Page extract »
^^^^^^^^^^^^^^^^
Contribution

Streptomyces bacteria are responsible for various antibiotics available in the market. Much of the potential for potential drugs is hidden because the genes producing these compounds belong to cryptic clusters. In an effort to increase the production of these compounds, we have developed parts to optimize the expression of the genes responsible for their synthesis, using the cosmomycin produced by Streptomyces olindensis as a proof of concept.

Sections on SARP

The cosmomycin SARP, Streptomyces Antibiotic Regulatory Protein (BBa_K4590001), is responsible for regulating the genes within the cluster that synthesizes cosmomycin in the genome of Streptomyces olindensis. (Example of a SARP [1]).

Sections on Efflux Pumps

The ABC Transporter ATP Binding Protein (BBa_K4590002) and the ABC Transporter Membrane Protein (BBa_K4590003) constitute an ABC transporter (BBa_K4590004), responsible for exporting cosmomycin to the extracellular environment. Reducing the concentration of the secondary metabolite inside the microorganism would limit negative feedback and inhibit the production of more compound, functioning as a resistance mechanism [2].

In addition to cosmomycin export, other mechanisms of resistance to the toxicity of secondary metabolites include glutathione peroxidase (BBa_K4590005) and UvrA-like protein (BBa_K4590006), which act as antioxidants for the free radicals generated by anthracyclines and repair DNA damage, respectively. Both are derived from the genome of Streptomyces olindensis[3].

The composite part (BBa_K4590007) represents the combination of all these strategies to protect against the toxicity caused by the production of the secondary metabolite.

Sections on Malonate Incorporation

Streptomyces olindensis does not have a documented malonate transporter, based on a previous study [4]. Therefore, we proposed using the di-Tricarboxylate Transporter (BBa_K4590008) from the genome of Streptomyces hygroscopicus, a similar organism, to incorporate malonate from the extracellular medium, to be used as a precursor for the secondary metabolite. To handle the increased malonate inside the cell, we included Malonyl-CoA Synthase (BBa_K4590009), which will be used in the synthesis of anthracyclines. Together, they form the part Di-Tricarboxylate Transporter and Malonyl-CoA Synthase (BBa_K4590010).

We also included a Plasmid backbone of malonate production (BBa_K4590011) for assembling a Malonate incorporation vector (BBa_K4590012).
^^^^^^^^^^^^^^^^
Supplied entries »

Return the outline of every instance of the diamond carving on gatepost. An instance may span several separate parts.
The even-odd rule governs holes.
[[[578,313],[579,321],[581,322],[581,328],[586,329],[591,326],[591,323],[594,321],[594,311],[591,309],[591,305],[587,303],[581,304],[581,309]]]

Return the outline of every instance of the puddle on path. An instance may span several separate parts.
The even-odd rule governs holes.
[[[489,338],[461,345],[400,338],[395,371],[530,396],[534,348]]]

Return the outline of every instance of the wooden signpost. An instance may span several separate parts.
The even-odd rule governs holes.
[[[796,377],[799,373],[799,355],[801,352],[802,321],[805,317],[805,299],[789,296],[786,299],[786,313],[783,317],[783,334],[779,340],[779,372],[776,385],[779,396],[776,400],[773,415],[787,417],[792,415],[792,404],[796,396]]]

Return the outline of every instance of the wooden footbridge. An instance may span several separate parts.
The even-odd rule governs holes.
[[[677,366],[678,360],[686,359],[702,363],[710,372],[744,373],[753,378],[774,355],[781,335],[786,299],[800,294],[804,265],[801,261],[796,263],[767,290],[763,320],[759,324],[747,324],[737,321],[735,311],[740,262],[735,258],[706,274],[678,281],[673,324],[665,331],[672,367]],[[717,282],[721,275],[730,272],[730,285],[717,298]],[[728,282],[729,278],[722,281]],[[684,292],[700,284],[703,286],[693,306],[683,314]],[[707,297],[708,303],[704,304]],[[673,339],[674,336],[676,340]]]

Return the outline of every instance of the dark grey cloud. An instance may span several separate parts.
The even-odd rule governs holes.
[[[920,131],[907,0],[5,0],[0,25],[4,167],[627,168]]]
^^^^^^^^^^^^^^^^
Work instructions »
1. In the cosmomycin contribution page, the di-Tricarboxylate Transporter comes from the genome of which organism?
2. Copy the cosmomycin contribution page from "Streptomyces olindensis does" to "incorporation vector (BBa_K4590012).".
3. What part numbers appear under the heading "Sections on Efflux Pumps" in the cosmomycin contribution page?

Solutions below »
1. Streptomyces hygroscopicus

2.
Streptomyces olindensis does not have a documented malonate transporter, based on a previous study [4]. Therefore, we proposed using the di-Tricarboxylate Transporter (BBa_K4590008) from the genome of Streptomyces hygroscopicus, a similar organism, to incorporate malonate from the extracellular medium, to be used as a precursor for the secondary metabolite. To handle the increased malonate inside the cell, we included Malonyl-CoA Synthase (BBa_K4590009), which will be used in the synthesis of anthracyclines. Together, they form the part Di-Tricarboxylate Transporter and Malonyl-CoA Synthase (BBa_K4590010).

We also included a Plasmid backbone of malonate production (BBa_K4590011) for assembling a Malonate incorporation vector (BBa_K4590012).

3. BBa_K4590002, BBa_K4590003, BBa_K4590004, BBa_K4590005, BBa_K4590006, BBa_K4590007